» PAGE EXTRACT
------------

The monitoring, maintenance and repair of a hospital’s mechanical and electrical systems are essential to keeping a health care facility efficient and safe. In effect they are the lifelines, the foundation of what keep a health care facility running right.   

It’s a big job and we’re here to help. Through this and our other newsletters and Health Facilities Management magazine and its website we try to make your job as a facility professional a little easier by providing authoritative information from industry experts.

For example, our new partner NRG Business provides sponsored content in this newsletter that gives a compelling case on the importance of measuring energy use.

The path to energy savings starts with benchmarking energy performance of your facilities, advice that may be old hat for many of you. But it also may be new for others who are still learning the nuances of the business or possibly find the task of measuring energy use daunting.

New or not, benchmarking is a path you must take and continue. “Energy is about 50 percent of a health care facility manager’s budget,” says Terry M. Scott, who serves as the director of engineering and construction services for three of the hospitals in the Houston-based Memorial Hermann Health System.

The system is proof that benchmarking and energy efficiency are invaluable. Its 14 hospitals saved $47 million in five years by implementing energy-saving measures.

------------

(Entries excerpted from a collection)
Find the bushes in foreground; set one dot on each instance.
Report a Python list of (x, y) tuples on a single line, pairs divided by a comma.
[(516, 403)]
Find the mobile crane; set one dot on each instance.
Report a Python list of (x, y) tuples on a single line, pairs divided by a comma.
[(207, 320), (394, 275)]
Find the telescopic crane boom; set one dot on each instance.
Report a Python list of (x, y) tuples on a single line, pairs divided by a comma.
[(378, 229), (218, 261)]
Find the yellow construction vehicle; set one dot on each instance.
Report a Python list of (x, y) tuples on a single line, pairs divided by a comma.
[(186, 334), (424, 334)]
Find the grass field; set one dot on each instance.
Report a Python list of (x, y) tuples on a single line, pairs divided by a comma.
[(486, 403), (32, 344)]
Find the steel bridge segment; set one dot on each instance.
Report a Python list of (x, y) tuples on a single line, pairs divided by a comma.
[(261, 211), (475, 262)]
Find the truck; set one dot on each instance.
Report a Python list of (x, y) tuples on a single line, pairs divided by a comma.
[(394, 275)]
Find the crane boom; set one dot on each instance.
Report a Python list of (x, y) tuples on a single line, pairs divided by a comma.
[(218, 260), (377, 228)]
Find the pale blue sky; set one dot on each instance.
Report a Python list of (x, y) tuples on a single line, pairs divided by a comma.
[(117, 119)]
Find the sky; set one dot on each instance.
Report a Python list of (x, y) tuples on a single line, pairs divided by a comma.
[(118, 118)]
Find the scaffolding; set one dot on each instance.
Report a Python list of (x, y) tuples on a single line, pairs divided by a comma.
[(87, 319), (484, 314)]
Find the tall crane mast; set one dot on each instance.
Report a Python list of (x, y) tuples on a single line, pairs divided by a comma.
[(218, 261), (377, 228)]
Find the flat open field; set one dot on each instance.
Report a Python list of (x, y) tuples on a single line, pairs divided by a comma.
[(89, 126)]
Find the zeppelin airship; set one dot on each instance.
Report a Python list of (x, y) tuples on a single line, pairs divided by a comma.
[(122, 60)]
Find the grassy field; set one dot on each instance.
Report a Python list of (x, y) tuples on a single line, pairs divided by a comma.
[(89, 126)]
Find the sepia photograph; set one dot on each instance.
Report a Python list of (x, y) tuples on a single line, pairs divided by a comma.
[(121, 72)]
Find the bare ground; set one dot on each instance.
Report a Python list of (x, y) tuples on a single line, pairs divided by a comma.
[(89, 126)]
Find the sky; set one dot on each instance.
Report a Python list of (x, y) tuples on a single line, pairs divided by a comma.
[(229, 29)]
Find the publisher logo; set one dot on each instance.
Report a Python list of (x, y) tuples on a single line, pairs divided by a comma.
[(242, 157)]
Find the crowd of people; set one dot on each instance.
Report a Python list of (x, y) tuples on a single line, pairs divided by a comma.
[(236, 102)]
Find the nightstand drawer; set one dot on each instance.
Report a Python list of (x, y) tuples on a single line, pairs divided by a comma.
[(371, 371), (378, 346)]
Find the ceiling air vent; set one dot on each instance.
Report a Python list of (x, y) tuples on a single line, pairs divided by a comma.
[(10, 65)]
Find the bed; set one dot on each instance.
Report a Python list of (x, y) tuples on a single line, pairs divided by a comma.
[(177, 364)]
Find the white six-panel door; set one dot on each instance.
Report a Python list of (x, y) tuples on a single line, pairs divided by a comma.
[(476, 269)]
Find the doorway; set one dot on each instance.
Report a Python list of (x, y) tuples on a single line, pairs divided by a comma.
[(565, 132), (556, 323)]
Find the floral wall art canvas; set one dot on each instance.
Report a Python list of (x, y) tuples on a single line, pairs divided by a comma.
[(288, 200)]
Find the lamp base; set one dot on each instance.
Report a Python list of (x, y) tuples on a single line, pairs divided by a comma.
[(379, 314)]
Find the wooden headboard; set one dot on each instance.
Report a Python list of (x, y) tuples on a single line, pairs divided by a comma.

------------

» WORK TASK
Continue the newsletter passage on hospital energy benchmarking, starting after its final sentence.

» ANSWER TO THIS TASK
“If you don’t get benchmarked, you can’t measure what you’re doing,” says Scott, SASHE, CHFM, CHSP, president-elect of the American Society for Healthcare Engineering (ASHE).

Which leads me to ASHE, another excellent resource for expanding your knowledge of health care facility management and staying on top of latest codes and regulations that impact your job as well as ways to cut energy use and thus costs.

ASHE offers detailed guidance on building systems in the latest editions of the Mechanical Systems Handbook for Health Care Facilities and the Electrical Systems Handbook for Health Care Facilities.

NRG’s report also references other excellent resources you can turn to for information on keeping your facilities running lean and mean such as the U.S. Department of Energy and the U.S. Environmental Protection Agency.

So there are plenty of resources out there for you, which is a good thing. Knowledge is power and the kind you want in abundance.